Supplied data:
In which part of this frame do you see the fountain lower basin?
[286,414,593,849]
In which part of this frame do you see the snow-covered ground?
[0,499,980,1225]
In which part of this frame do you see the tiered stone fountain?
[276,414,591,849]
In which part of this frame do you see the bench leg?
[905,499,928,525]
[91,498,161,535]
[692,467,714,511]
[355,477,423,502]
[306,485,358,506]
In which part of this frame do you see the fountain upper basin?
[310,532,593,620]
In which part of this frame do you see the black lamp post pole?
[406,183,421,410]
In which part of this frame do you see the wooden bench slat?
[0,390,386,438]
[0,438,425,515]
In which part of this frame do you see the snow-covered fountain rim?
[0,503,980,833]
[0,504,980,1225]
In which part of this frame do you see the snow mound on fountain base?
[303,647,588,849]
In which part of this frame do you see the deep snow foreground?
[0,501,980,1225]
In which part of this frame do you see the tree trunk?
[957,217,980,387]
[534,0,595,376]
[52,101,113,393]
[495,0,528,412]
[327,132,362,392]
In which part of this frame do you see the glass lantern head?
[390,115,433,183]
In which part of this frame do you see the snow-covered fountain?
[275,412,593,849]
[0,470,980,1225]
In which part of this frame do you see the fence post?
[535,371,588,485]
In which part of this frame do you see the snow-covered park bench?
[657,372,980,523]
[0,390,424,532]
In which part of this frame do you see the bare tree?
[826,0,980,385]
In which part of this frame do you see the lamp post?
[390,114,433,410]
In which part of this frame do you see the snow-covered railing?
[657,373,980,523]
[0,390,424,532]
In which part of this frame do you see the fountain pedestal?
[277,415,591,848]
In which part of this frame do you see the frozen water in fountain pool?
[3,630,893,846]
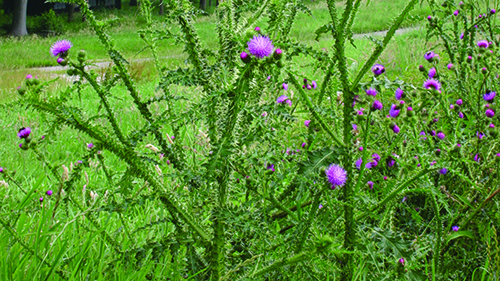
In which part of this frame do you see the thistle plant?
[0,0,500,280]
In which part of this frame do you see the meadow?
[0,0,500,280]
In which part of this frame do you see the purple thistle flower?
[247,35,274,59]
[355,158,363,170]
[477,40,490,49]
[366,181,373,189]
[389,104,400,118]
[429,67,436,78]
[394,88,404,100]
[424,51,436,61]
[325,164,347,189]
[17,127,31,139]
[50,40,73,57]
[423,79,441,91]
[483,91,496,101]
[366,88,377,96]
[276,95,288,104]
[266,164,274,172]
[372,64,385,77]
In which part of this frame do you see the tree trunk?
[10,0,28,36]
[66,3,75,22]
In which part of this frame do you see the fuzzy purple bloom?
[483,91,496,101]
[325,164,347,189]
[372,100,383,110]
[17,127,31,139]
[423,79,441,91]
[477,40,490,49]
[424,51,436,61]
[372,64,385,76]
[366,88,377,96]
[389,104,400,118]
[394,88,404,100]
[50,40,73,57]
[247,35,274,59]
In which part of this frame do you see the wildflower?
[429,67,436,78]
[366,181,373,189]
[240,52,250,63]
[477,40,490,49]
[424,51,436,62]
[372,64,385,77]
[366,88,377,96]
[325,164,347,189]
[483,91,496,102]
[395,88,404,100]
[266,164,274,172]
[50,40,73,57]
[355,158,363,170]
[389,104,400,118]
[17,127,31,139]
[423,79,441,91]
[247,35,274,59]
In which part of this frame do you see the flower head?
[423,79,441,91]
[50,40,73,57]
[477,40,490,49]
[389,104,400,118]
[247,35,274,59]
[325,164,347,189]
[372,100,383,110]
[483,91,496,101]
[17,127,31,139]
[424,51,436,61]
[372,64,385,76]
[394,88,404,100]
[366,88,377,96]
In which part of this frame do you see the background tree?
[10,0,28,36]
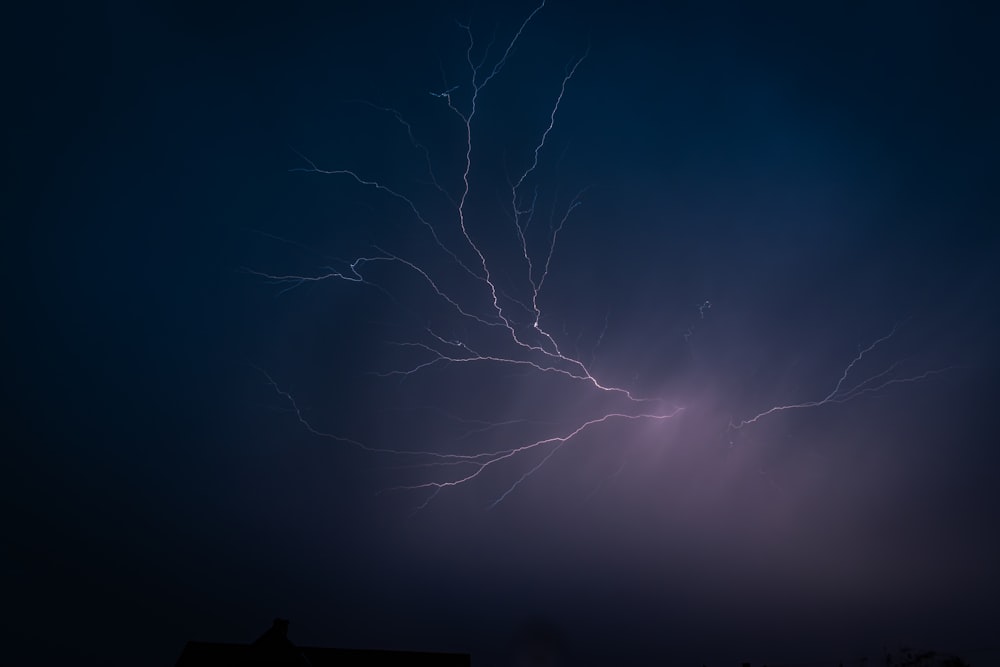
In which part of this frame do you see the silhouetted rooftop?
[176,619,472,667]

What is asked:
The records above need to be given again exactly. Omit the pictures.

Complete answer:
In which part of this frame do you see the fountain lower basin?
[286,414,593,849]
In which part of this frame do you see the snow-covered ground?
[0,499,980,1225]
In which part of this frame do you see the tiered stone fountain?
[276,414,591,849]
In which part of this frame do you see the bench leg?
[905,499,928,525]
[91,498,161,535]
[692,467,714,511]
[355,477,423,502]
[306,485,358,506]
In which part of this frame do you see the fountain upper basin?
[310,532,593,620]
In which part of this frame do you see the black lamp post pole?
[406,183,421,410]
In which part of this frame do you see the wooden bench slat?
[0,390,386,438]
[0,438,425,515]
In which part of this frame do you see the snow-covered fountain rim?
[0,503,980,833]
[0,504,980,1225]
In which part of this frame do you see the snow mound on fountain base?
[303,647,588,849]
In which part of this frame do you see the deep snow foreground?
[0,501,980,1225]
In which part of this frame do you see the tree trunk?
[957,217,980,387]
[534,0,595,376]
[52,101,113,393]
[495,0,528,412]
[327,132,362,392]
In which part of this frame do you see the glass lantern head?
[390,115,433,183]
In which part of this frame do you see the snow-covered fountain?
[275,412,593,849]
[0,470,980,1225]
In which part of this frame do you see the fence post?
[535,371,588,485]
In which part of this frame do you see the snow-covered park bench?
[657,372,980,523]
[0,390,424,532]
In which part of this frame do you see the bare tree?
[826,0,980,385]
In which part of this frame do you see the lamp post?
[390,114,433,410]
In which part of this frame do you see the snow-covered railing?
[657,373,980,523]
[0,390,424,532]
In which part of this frame do you see the fountain pedestal?
[277,415,591,848]
In which part of this frame do you see the frozen water in fountain pool?
[3,630,893,846]
In which part of this frame do you see the thistle plant?
[0,0,500,280]
In which part of this frame do you see the meadow?
[0,0,500,280]
In which part of this frame do you see the purple thistle flower?
[247,35,274,59]
[355,158,363,170]
[477,40,490,49]
[366,181,373,189]
[389,104,400,118]
[429,67,436,78]
[394,88,404,100]
[424,51,436,61]
[325,164,347,189]
[17,127,31,139]
[50,40,73,57]
[423,79,441,91]
[483,91,496,101]
[366,88,377,96]
[276,95,288,104]
[266,164,274,172]
[372,64,385,77]
In which part of this frame do you see the tree trunk?
[10,0,28,36]
[66,3,75,22]
In which part of this frame do you see the fuzzy purple bloom?
[483,91,496,101]
[325,164,347,189]
[372,100,383,110]
[17,127,31,139]
[423,79,441,91]
[477,40,490,49]
[424,51,436,61]
[372,64,385,76]
[366,88,377,96]
[389,104,400,118]
[394,88,404,100]
[50,40,73,57]
[247,35,274,59]
In which part of this frame do you see the wildflower?
[429,67,436,78]
[366,181,373,189]
[240,52,250,63]
[477,40,490,49]
[424,51,436,62]
[372,64,385,77]
[366,88,377,96]
[325,164,347,189]
[483,91,496,102]
[395,88,404,100]
[266,164,274,172]
[50,40,73,57]
[355,158,363,170]
[389,104,400,118]
[17,127,31,139]
[423,79,441,91]
[247,35,274,59]
In which part of this frame do you see the flower head?
[423,79,441,91]
[50,40,73,57]
[477,40,490,49]
[389,104,400,118]
[247,35,274,59]
[325,164,347,189]
[372,100,383,110]
[483,91,496,101]
[17,127,31,139]
[424,51,436,61]
[372,64,385,76]
[394,88,404,100]
[366,88,377,96]
In which part of this frame do you see the background tree?
[10,0,28,36]
In which part of this frame do you see the silhouetted rooftop?
[176,619,472,667]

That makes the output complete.